*Verilen Alıntı*:
******
Afyon Avukat Özden KELEŞ

Vesayet Nedir? Kısıtlanma Halleri Nelerdir?

Vesayet Nedir?

Velayet altında olmayan küçüğün (18 yaşını doldurmayan çocuklar) veya kendilerini ve mallarını yönetemeyen, korunmaya muhtaç olan ergin kişilerin korunmasına yönelik olarak düzenlenen kuruma vesayet denir. Vesayet de velayet gibi bir yasal temsilcilik kurumunu ifade eder. Ancak, velayet ile vesayet, birbirinden farklı kavramları işaret eder.

vesayet-nedir-kisitlanma-halleri-nelerdir

Vesayeti Gerektiren Haller Nelerdir?

1-) Küçükler İçin Vesayeti Gerektiren Haller

Velayet altında olmayan her küçük, vesayet altına alınır. Görevleri sırasında, böyle bir durumun varlığını öğrenen; nüfus memurları, mahkemeler, noterler veya idari makamlar, bu durumu yetkili vesayet makamına bildirmekle yükümlüdür (TMK m. 404).

Küçük, aşağıdaki hallerde vesayet altına alınır:

  • Anne ve babanın (ikisinin de) ölümü,
  • Anne ve babanın boşanmaları ve her ikisine de velayetin verilmemesi,
  • Anne ve babadan velayet hakkının alınması,
  • Boşanan anne ve babadan, velayet hakkı kendisine bırakılan tarafın yeniden başkasıyla evlenmesi,
  • Anne ve babanın (ikisinin de) hacir altına alınması,
  • Evlilik dışında dünyaya gelen çocuğa vasi atanması,
  • Evlat edinenin velayet hakkının sona ermesidir.

2-) Kısıtlılar İçin Vesayeti Gerektiren Haller

Kısıtlanma; ergin bir kişinin, kanunda belirtilen bazı nedenlerden dolayı, mahkeme tarafından fiil ehliyetinin tamamen kaldırılması ya da sınırlandırılmasıdır. Kısıtlanma kararı verilmesinde amaç, kısıtlanma nedenleri olan bir kişinin korunmak istenmesidir. Çünkü, hakkında kısıtlanma kararı verilmesi gereken kişi, kandırılmaya ve kullanılmaya açık bir kişidir.

A-) Kısıtlanma ile Vasi Atama Aynı Mıdır?

Kısıtlanma ile vasi atama işlemleri, farklı işlemlerdir. Hakkında kısıtlanma kararı verilmeyen bir kimseye vasi atanamaz. Bu nedenle, öncelikle o kişinin kısıtlanması gerekir. Dolayısıyla, kendisine vasi atanmış bir kişi, aynı zamanda kısıtlanmış bir kişidir.

B-) Kısıtlanan Her Kişiye Vasi Atanması Zorunlu mudur?

Kısıtlanan bir kişiye vasi atanması zorunlu değildir. Hakim; vasi atamasına gerek görmüyorsa, kısıtlanan ergin çocukları, anne ve babasının velayeti altına alabilir (TMK m. 335/2).

C-) Kısıtlanma Nedenleri Nelerdir?
******
*Görev Gereksinimleri*: Yukarıdaki vesayet metninde "Kısıtlanma ile vasi atama işlemleri, farklı" sözlerinden "Atanması Zorunlu mudur?" sözlerine kadar uzanan her şeyi hiçbir değişiklik yapmadan tekrarlayın.

Veri satırları:
******
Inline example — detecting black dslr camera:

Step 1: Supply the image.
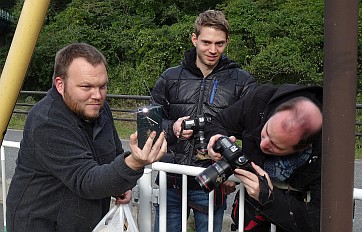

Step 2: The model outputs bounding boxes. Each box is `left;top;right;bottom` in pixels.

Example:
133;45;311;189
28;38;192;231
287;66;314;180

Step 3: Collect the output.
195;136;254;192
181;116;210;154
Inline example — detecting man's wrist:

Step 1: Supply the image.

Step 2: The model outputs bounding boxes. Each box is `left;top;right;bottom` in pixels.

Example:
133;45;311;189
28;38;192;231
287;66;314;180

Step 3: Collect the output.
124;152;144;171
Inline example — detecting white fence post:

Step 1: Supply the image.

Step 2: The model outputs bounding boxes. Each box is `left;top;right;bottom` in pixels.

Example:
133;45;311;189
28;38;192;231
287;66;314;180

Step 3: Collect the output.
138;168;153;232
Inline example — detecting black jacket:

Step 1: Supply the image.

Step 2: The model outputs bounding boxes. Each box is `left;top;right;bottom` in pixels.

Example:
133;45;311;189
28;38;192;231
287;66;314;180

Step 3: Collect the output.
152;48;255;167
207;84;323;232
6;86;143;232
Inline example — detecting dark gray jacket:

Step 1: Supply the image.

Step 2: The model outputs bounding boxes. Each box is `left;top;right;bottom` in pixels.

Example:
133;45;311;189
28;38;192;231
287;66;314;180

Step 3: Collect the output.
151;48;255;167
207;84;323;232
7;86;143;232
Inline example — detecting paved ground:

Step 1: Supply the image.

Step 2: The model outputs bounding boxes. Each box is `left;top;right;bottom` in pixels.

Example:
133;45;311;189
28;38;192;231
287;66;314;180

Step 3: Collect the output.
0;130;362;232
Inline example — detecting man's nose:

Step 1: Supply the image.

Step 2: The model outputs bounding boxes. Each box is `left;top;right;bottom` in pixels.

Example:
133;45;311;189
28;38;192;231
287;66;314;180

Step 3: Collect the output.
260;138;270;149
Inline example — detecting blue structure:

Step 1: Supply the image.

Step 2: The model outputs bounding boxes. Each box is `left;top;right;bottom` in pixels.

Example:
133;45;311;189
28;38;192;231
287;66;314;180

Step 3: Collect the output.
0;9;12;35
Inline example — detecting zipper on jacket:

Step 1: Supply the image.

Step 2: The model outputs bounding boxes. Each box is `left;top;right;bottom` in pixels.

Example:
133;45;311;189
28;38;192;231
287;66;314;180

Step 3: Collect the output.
******
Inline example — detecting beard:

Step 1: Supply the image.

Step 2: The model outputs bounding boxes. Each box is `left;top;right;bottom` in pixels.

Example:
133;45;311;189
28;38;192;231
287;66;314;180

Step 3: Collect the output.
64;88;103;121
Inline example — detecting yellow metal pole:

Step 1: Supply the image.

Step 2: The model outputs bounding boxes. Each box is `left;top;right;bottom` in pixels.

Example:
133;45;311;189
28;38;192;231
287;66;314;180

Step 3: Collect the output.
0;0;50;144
******
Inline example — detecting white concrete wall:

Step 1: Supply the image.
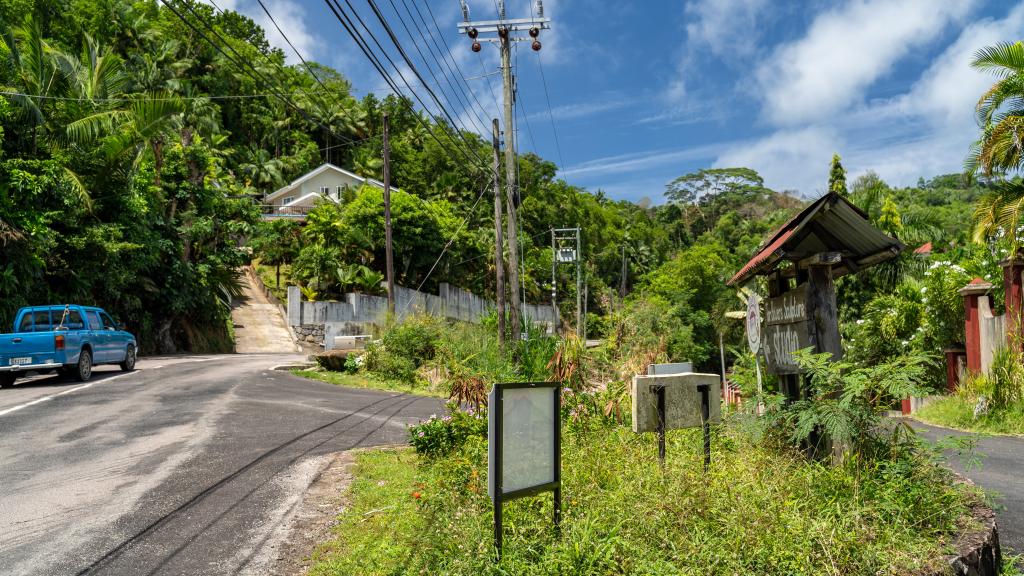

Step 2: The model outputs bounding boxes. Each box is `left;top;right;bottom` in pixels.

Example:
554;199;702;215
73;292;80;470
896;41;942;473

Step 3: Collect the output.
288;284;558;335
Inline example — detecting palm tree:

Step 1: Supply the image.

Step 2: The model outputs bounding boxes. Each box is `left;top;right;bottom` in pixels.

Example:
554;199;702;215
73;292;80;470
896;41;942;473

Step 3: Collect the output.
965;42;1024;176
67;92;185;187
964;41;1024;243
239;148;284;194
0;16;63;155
******
*Görev Çıktısı*:
Kısıtlanma ile vasi atama işlemleri, farklı işlemlerdir. Hakkında kısıtlanma kararı verilmeyen bir kimseye vasi atanamaz. Bu nedenle, öncelikle o kişinin kısıtlanması gerekir. Dolayısıyla, kendisine vasi atanmış bir kişi, aynı zamanda kısıtlanmış bir kişidir.

B-) Kısıtlanan Her Kişiye Vasi Atanması Zorunlu mudur?